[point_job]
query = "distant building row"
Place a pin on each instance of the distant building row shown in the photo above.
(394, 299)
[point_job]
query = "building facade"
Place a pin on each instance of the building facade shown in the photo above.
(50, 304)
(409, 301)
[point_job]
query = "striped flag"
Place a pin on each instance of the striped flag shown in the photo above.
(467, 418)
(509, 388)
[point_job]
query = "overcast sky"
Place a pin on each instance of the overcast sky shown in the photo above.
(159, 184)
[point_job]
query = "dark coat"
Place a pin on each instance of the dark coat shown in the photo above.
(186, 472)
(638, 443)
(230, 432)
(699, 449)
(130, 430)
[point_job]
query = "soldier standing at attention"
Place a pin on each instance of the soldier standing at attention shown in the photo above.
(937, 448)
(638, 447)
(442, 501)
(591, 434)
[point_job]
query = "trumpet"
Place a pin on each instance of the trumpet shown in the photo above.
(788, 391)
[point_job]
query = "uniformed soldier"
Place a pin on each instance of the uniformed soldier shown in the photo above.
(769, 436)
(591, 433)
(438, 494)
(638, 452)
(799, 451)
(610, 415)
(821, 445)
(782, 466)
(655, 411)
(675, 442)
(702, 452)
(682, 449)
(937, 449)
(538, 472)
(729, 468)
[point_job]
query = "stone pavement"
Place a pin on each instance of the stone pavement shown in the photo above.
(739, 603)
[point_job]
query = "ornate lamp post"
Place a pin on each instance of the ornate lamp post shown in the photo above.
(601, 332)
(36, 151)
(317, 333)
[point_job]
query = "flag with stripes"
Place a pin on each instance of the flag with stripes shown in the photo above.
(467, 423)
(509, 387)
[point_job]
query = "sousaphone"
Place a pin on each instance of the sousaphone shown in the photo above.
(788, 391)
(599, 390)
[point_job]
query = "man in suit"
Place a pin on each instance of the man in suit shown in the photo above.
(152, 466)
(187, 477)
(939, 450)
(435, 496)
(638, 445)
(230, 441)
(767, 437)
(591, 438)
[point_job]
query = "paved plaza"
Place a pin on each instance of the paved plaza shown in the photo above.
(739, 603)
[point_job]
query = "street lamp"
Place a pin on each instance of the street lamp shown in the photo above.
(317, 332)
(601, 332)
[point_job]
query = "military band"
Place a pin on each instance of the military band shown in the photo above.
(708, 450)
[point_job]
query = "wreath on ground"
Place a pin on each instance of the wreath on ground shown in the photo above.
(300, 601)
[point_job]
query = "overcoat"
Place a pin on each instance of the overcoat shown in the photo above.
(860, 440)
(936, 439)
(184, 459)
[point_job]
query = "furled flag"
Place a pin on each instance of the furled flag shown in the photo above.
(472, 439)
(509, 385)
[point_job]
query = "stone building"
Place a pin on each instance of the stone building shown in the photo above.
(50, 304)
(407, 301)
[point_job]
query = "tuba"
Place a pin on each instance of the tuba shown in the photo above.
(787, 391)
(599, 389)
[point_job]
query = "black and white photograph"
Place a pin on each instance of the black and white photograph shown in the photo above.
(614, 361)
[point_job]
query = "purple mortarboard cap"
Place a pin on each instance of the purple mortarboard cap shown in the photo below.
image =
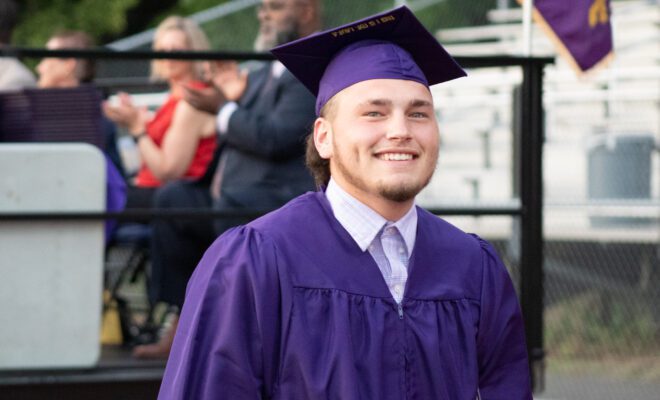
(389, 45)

---

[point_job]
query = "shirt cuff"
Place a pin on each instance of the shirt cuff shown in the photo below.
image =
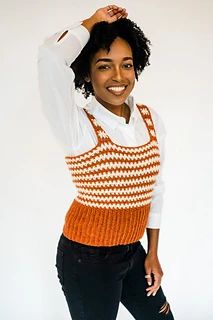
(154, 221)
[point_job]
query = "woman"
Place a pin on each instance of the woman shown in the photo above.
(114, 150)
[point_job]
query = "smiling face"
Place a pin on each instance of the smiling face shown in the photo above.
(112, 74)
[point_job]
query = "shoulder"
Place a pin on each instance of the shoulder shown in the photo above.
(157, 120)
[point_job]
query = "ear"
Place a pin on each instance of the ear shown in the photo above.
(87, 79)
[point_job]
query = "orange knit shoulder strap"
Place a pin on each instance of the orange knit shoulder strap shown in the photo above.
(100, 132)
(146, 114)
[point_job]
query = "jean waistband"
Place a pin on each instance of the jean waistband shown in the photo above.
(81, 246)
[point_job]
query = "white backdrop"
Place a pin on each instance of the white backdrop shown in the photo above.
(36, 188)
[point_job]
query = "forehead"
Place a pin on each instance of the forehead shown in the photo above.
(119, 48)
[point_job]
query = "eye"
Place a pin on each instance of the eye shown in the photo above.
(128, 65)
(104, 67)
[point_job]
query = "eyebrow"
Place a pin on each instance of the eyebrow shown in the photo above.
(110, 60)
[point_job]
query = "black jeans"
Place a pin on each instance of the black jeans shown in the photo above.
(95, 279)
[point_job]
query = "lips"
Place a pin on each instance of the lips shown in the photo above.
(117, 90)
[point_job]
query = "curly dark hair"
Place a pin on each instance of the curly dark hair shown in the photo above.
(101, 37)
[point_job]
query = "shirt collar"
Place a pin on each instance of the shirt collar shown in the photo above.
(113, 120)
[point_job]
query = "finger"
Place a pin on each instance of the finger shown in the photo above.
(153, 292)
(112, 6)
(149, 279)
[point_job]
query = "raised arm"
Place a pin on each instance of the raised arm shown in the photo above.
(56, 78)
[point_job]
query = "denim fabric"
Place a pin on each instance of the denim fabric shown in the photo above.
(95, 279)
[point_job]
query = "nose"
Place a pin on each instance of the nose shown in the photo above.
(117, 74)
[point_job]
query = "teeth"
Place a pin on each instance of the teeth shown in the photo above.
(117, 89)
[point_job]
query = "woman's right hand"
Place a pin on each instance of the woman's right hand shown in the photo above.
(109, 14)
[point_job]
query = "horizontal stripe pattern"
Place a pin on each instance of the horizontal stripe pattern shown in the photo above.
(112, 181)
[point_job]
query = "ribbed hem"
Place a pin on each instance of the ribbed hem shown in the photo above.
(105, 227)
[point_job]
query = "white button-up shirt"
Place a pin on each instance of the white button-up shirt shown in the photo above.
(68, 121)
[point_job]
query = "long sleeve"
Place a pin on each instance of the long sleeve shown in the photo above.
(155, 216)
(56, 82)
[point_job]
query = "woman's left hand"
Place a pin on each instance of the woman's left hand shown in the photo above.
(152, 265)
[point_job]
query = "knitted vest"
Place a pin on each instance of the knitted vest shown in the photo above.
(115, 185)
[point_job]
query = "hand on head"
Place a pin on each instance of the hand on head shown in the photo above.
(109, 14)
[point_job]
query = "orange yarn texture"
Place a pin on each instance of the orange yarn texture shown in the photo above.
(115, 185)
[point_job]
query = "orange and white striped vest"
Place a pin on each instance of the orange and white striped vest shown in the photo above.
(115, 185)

--

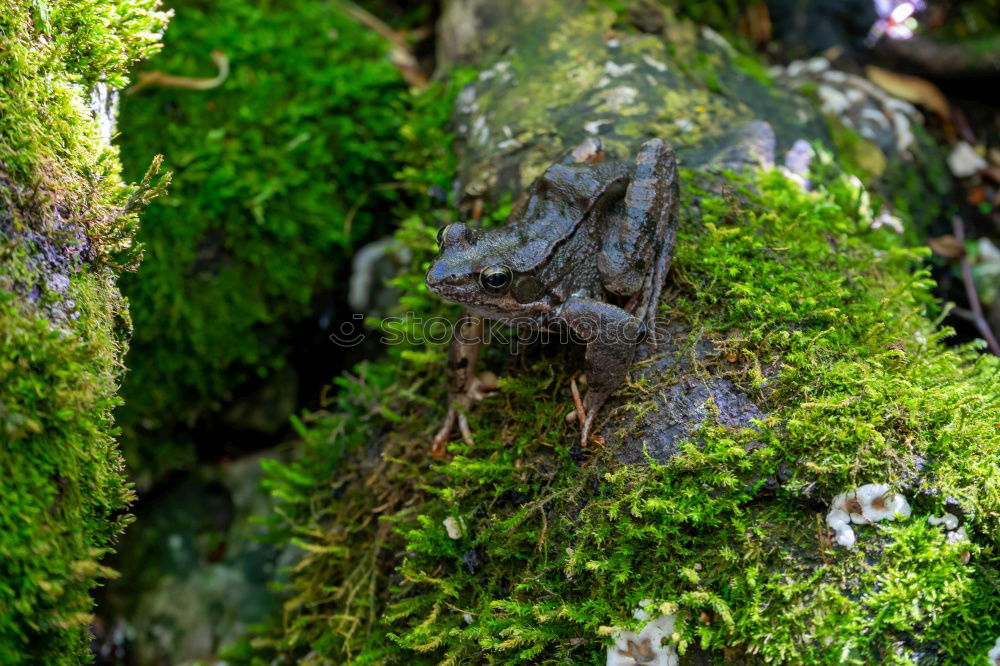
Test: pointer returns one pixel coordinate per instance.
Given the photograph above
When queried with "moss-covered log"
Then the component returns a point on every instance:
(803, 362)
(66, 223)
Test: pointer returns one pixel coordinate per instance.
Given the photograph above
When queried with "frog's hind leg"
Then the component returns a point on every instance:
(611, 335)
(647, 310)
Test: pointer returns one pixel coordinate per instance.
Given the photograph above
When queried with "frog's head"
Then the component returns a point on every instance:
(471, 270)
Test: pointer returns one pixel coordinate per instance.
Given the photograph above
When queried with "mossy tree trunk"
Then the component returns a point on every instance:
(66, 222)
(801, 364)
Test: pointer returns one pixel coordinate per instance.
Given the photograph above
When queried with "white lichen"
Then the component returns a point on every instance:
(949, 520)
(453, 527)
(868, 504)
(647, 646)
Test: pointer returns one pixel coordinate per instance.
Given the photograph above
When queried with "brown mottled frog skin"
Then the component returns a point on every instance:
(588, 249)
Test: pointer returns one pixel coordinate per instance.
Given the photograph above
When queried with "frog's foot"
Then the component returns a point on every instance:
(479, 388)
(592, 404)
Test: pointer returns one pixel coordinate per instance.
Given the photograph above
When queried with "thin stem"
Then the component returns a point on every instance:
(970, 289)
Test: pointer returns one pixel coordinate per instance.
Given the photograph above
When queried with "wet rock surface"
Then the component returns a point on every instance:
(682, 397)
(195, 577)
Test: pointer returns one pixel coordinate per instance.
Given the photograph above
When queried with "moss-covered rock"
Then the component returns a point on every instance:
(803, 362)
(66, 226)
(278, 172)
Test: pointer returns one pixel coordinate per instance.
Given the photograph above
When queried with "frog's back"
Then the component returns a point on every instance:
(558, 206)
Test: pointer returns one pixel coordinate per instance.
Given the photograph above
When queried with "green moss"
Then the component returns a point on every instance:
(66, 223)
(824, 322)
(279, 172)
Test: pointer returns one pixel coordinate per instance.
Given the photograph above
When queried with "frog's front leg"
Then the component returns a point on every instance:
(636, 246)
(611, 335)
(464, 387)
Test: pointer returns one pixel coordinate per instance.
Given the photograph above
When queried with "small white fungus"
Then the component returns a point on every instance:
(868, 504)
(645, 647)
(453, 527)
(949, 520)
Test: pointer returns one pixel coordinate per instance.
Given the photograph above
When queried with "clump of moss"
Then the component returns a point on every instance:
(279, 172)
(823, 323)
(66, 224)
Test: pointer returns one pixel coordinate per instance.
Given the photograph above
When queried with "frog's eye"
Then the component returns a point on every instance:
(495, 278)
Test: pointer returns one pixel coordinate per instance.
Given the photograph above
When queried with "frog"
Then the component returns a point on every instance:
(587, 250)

• **How to complete this task**
The answer must be every line from the records above that contains the word "covered", copied out.

• **Task solution**
When queried with "moss-covered log"
When queried with "moss-covered rock"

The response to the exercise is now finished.